▶ **Aufgabenstellung**:
Nennen Sie alle mit Bindestrich geschriebenen Wörter im folgenden Text über das Weihnachtsgeschäft des Einzelhandels. Führen Sie jede Wortform nur einmal auf, in der Reihenfolge ihres ersten Auftretens.

▶ **Textauszug**:
•••

Einzelhandel sieht Weihnachten in Gefahr
Der Einzelhandel rechnet zwar mit einem geringen Zuwachs zum Jahresende. Deutlich zulegen dürfte aber nur der Umsatz der Online-Versandhäuser.
Die Maßnahmen zur Eindämmung der Corona-Pandemie könnten Händlern vor Ort das Weihnachtsgeschäft verhageln, warnt der Handelsverband. Dank des florierenden Online-Handels wird dennoch ein leichtes Plus erwartet.
Der seit Wochenbeginn geltende Teil-Lockdown zur Eindämmung der Corona-Pandemie droht vielen Einzelhändlern in den Innenstädten das Weihnachtsgeschäft zu verhageln. Klarer Gewinner dürfte dagegen der Online-Handel sein. Das zeigt eine repräsentative Umfrage unter Geschäftsinhabern und Verbrauchern, die vom Handelsverband Deutschland (HDE) am Donnerstag in Berlin vorgestellt wurde.

•••

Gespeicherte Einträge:
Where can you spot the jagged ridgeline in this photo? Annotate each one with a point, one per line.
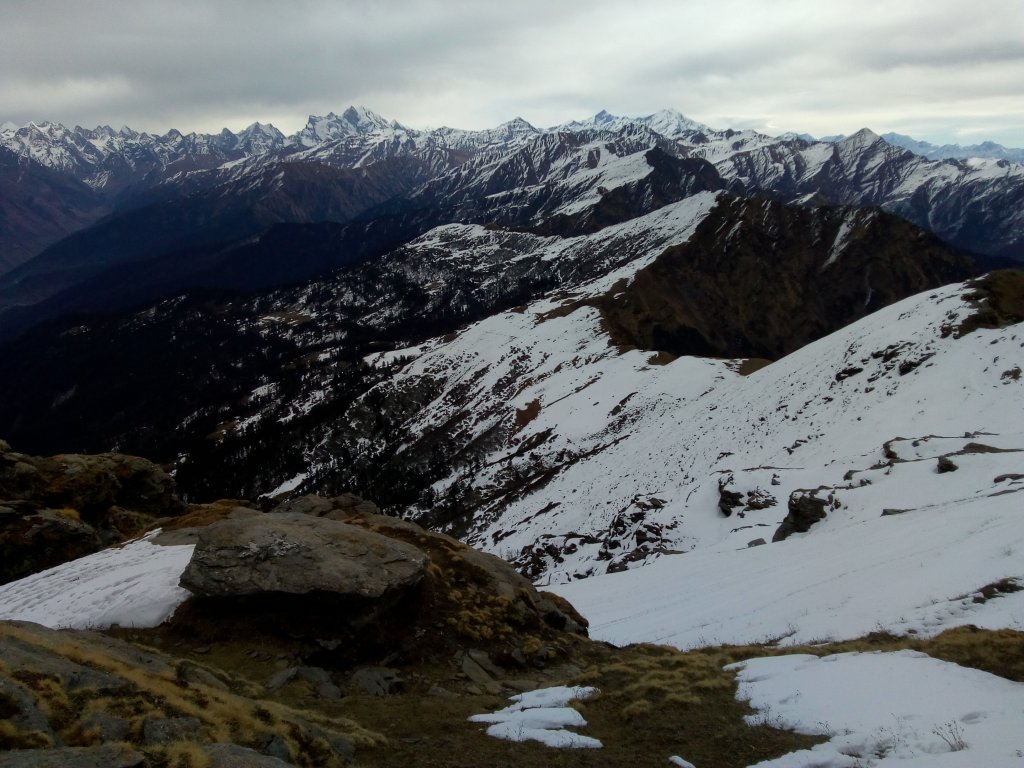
(264, 297)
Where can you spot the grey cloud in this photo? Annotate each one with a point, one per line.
(196, 65)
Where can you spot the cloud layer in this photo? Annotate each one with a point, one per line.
(943, 70)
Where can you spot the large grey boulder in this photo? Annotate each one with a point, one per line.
(299, 554)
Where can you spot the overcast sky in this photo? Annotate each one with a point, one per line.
(937, 70)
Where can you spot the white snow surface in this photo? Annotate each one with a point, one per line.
(794, 425)
(543, 716)
(135, 585)
(879, 709)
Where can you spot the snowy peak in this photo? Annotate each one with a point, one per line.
(669, 123)
(986, 150)
(672, 123)
(862, 138)
(354, 121)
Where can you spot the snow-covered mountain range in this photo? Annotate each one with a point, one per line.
(712, 387)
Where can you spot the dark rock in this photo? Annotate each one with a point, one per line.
(479, 676)
(108, 727)
(318, 678)
(728, 500)
(232, 756)
(299, 554)
(759, 499)
(805, 509)
(192, 673)
(62, 507)
(17, 707)
(108, 756)
(164, 730)
(378, 681)
(41, 540)
(16, 653)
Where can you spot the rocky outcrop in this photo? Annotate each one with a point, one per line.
(344, 586)
(81, 699)
(825, 267)
(299, 554)
(55, 509)
(806, 508)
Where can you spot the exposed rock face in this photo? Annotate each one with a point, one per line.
(59, 508)
(493, 573)
(782, 278)
(806, 508)
(299, 554)
(343, 586)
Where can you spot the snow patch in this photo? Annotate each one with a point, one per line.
(542, 716)
(135, 585)
(885, 709)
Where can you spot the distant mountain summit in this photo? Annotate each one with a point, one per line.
(987, 150)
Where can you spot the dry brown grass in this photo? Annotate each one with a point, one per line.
(224, 716)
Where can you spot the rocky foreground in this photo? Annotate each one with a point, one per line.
(315, 601)
(322, 633)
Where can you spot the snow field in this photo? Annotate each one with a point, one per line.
(901, 709)
(132, 586)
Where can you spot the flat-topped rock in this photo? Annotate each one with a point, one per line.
(299, 554)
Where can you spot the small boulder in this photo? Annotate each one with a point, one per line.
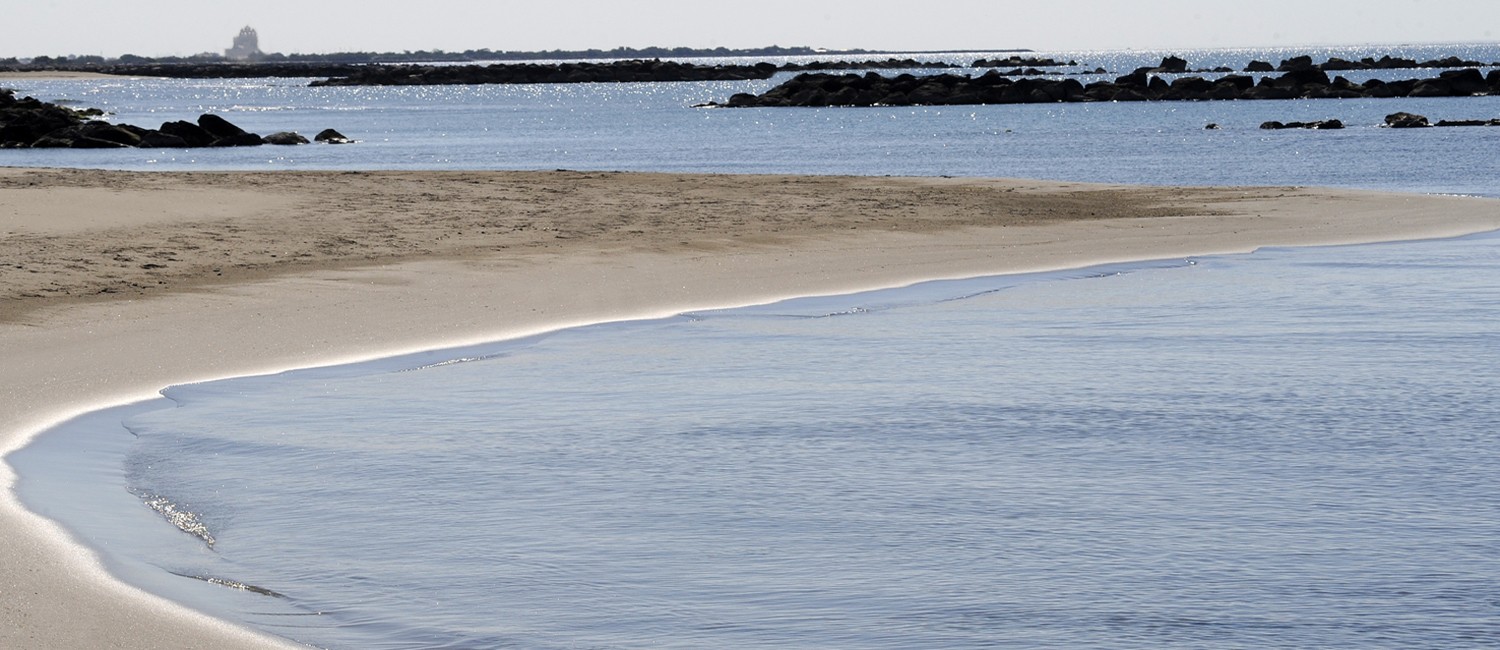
(332, 137)
(285, 137)
(243, 140)
(189, 132)
(218, 126)
(1406, 120)
(159, 140)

•••

▶ **Antwort**:
Online-Versandhäuser, Corona-Pandemie, Online-Handels, Teil-Lockdown, Online-Handel